*WORK INSTRUCTIONS*:
• 1. Please tell whether each statement agrees with the Freud 2200E thread, answering yes or no and quoting the deciding words: (a) The adjustable-height stop screws sit on a pivot on the baseplate. (b) The router has a straight bit mounted. (c) Roefa sets cut depth by trial and error on scrap wood.
• 2. Carry the Freud 2200E thread on from the point where it stops.

# Freud 2200E -- How do I set it up for a measured depth plunge cut?



## Ladd (Nov 11, 2007)

I mark my debut here with a question that I hope is easy to answer, with specific tips the Freud 2200E if I'm lucky but general wisdom accepted.

Despite reading the very brief instruction manual and spending 45 minutes attempting to figure out on my own how to set up the router to make a measured plunge cut, the light bulb fails to come on.

New Freud 2200E plunge router. Spiral upcut bit mounted, to be used on "build your own speakers" project, to cut recesses for speaker edges and the holes for the speakers themselves.

The recess for the edge of a speaker is to be 3/16" deep. I have lowered the router until the tip of the bit just touches the MDF and locked the height. I assume that this is what is described as the "zero point" or "zero height". 

While this seems like the correct thing to do, I hesitate to sound confident with this assessment because none of the height adjustments available to me make sense past this point.

The router has a long, sliding/turning screw that has a marker on top that overlays a measurement scale. The bottom of this long screw can hit one of three, adjustable-height stop screws mounted on a pivot on the baseplate. 

I'm guessing I have to adjust one of the stop screws at the bottom so that plunging the router into the MDF causes the long sliding/turning measurement screw to hit the particular stop screw so as to give me an exact 3/16" depth cut.

Danged if I can figure out an accurate way to set this up though.

I'm tempted to say that I'm over-thinking this missing something easy, because as probably the most basic operation of a plunge router, setting a measured plunge depth couldn't possible be this difficult.

Any advice offered, general or specific, would be most appreciated.


----------



## Roefa (Sep 14, 2007)

Hmmm... maybe I oversimplify, or perhaps I'm just lazy, but I have ...errrr.... "been known to" set depth of cuts by trial and error on scrap wood. The "pros" will blow me out of the water for suggesting this, but I ain't proud. If it works...

*EXTRACTED MATERIAL*:
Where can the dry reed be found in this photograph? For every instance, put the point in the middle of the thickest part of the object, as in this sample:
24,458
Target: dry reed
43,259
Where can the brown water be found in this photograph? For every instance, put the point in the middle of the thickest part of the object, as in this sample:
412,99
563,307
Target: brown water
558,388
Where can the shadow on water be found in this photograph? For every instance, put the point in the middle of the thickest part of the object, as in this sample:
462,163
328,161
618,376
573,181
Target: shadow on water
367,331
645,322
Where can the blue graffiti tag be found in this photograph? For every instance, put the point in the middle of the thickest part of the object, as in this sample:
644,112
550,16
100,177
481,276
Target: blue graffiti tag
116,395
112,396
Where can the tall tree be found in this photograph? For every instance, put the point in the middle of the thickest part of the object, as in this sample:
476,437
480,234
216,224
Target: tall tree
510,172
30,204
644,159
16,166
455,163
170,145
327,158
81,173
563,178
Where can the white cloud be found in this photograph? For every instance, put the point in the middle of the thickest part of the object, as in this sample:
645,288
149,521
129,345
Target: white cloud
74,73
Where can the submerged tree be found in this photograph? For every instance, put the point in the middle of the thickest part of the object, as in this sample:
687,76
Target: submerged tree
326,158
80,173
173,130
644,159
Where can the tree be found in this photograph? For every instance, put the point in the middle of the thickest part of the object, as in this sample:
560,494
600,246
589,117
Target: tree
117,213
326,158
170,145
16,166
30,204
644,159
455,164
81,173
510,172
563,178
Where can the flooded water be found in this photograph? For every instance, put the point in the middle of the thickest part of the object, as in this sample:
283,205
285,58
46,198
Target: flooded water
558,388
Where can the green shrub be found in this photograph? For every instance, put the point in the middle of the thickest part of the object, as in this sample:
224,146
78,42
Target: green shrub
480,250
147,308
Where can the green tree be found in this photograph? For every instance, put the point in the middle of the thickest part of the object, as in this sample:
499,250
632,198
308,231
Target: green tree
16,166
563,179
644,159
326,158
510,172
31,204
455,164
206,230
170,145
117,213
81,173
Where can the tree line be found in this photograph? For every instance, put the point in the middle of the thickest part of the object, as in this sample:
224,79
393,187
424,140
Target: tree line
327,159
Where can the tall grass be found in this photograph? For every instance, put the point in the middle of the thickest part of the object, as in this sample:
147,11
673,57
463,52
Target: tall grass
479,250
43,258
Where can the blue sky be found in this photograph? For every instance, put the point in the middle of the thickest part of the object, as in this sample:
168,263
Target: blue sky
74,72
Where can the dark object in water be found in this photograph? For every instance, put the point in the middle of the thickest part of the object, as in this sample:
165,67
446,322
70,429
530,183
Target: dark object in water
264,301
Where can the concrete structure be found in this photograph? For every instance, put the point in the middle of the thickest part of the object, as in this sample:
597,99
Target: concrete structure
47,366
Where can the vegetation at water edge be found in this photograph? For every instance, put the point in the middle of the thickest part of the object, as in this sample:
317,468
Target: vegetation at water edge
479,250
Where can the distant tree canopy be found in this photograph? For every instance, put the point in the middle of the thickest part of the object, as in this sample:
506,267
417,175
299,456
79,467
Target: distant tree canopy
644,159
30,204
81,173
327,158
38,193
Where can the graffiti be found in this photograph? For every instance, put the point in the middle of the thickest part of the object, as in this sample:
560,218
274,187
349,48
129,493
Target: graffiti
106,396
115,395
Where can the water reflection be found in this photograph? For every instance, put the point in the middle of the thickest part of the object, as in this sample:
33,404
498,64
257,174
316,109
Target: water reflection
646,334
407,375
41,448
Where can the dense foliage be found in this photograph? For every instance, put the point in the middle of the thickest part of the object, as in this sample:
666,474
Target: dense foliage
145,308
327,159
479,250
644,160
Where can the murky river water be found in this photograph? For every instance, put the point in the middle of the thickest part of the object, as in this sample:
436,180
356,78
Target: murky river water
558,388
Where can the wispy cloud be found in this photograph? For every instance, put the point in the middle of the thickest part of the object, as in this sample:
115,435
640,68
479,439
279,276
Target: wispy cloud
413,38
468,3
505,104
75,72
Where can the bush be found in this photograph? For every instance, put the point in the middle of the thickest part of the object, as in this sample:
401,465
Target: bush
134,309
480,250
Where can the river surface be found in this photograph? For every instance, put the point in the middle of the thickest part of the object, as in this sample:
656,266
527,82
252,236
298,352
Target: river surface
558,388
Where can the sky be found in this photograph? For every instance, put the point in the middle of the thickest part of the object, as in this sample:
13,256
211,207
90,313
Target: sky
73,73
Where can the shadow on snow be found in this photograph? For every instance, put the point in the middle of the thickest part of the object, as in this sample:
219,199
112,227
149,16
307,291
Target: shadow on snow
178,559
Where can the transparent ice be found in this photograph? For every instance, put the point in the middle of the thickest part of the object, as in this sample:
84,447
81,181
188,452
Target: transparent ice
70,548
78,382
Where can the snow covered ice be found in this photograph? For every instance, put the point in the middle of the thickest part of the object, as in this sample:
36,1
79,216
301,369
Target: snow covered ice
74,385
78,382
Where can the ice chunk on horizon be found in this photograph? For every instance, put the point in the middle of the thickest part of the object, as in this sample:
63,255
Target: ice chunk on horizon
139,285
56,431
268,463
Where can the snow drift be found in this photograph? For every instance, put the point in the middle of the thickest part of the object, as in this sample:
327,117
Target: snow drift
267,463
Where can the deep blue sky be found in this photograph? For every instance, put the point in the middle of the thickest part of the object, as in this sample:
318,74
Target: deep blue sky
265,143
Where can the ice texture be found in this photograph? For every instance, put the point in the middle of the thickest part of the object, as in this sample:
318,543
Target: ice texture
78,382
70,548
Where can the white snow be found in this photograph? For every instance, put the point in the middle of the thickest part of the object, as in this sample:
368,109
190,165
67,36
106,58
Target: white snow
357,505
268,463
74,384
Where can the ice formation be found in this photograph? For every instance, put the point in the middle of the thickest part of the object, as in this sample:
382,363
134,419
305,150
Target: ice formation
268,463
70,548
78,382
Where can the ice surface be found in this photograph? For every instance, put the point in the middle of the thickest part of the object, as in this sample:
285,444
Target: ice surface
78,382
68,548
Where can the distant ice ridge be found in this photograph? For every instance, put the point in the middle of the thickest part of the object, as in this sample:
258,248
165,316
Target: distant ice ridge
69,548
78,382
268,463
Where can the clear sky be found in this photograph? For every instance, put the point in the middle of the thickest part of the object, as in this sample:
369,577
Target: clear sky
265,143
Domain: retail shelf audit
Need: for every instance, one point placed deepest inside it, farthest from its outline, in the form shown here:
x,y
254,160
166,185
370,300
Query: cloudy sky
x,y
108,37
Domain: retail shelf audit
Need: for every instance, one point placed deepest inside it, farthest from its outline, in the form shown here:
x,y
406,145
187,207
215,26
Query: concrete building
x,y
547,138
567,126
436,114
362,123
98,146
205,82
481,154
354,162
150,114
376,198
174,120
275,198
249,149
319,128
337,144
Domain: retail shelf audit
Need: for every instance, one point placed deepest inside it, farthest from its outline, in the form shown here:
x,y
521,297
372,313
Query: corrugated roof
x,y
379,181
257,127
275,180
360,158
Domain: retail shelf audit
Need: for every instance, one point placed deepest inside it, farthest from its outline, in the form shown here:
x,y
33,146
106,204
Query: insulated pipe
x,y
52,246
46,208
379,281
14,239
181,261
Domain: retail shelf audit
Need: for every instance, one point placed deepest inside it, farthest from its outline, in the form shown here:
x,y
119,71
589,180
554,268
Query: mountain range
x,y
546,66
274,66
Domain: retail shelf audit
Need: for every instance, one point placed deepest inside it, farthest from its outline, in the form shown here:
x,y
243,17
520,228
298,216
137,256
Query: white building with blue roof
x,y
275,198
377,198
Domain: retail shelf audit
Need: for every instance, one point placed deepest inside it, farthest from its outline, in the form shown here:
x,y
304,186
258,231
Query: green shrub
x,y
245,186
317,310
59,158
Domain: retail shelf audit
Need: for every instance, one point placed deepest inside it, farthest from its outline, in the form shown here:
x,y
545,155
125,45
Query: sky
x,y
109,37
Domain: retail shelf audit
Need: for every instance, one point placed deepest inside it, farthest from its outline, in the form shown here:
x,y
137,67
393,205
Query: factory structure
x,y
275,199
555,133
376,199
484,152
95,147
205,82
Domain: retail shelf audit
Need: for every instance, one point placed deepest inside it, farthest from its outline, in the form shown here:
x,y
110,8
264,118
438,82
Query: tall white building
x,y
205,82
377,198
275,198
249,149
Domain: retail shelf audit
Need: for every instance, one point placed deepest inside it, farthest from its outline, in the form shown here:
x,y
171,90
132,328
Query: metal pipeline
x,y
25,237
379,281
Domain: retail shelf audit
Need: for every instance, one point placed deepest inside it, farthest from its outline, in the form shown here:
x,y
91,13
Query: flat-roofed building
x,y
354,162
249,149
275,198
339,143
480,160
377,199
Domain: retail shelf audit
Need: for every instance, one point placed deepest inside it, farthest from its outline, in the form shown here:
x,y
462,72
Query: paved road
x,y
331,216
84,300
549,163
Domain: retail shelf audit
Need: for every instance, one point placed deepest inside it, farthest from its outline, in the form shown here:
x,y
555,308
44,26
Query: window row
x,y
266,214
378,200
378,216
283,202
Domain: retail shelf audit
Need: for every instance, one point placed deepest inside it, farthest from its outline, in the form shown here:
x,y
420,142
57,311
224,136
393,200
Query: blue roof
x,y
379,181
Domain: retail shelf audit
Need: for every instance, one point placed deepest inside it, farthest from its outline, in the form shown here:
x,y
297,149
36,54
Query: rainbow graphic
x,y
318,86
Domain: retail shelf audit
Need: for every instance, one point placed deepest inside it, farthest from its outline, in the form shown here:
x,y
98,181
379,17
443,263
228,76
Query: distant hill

*ANSWERS IN ORDER*:
• 1.
(a) Yes: "adjustable-height stop screws mounted on a pivot on the baseplate"
(b) No: "Spiral upcut bit mounted"
(c) Yes: "set depth of cuts by trial and error on scrap wood"

• 2.
Oh... and welcome to the Forum... great buncha' folks here. 

Roger
(roefa)


----------



## LeeC (Apr 19, 2006)

Get a set of Brass measuring bars. You can get them from Oak Park, or Rockler or Woodcraft. They save a lot of measuring. Plunge your router till you touch the surface of the material. Stick the 3/16 bar on top of the screw in the base. Loosen the knob locking the plunge rod in place. Let it drop till it touches the brass bar, then tighten the locking knob. You are then in business remove the brass rod and try it.


----------



## harrysin (Jan 15, 2007)

Ladd, you have the right idea and the way that I teach accurate depth setting is to use twist drills which we all have, probably going up in 1/64th increments. There have been several earlier posts on speaker mounting and the son of our esteemed member Bob Jurgens ( Bobj3 ) does it for a living so I'm sure when Bj wakes up he will head you in the right direction.


----------



## Ladd (Nov 11, 2007)

Roefa said:


> I have ...errrr.... "been known to" set depth of cuts by trial and error on scrap wood.


A good idea of last resort and one that I hadn't thought of yet as I have been concentrating on the measuring scale and stops on the fancy router -- thinking that they are there for a reason, possibly one that actually solves my basic question.

Thanks for tip!


----------



## Ladd (Nov 11, 2007)

LeeC said:


> Get a set of Brass measuring bars. You can get them from Oak Park, or Rockler or Woodcraft. They save a lot of measuring. Plunge your router till you touch the surface of the material. Stick the 3/16 bar on top of the screw in the base. Loosen the knob locking the plunge rod in place. Let it drop till it touches the brass bar, then tighten the locking knob. You are then in business remove the brass rod and try it.


OK, I can see how this would work well, albeit requiring an additional purchase.

I realize that real-world solutions many times make an end run around the problem, but I must admit that I'm surprised that the measuring scale on the router itself doesn't appear to actually be used here.

Thanks for the tip!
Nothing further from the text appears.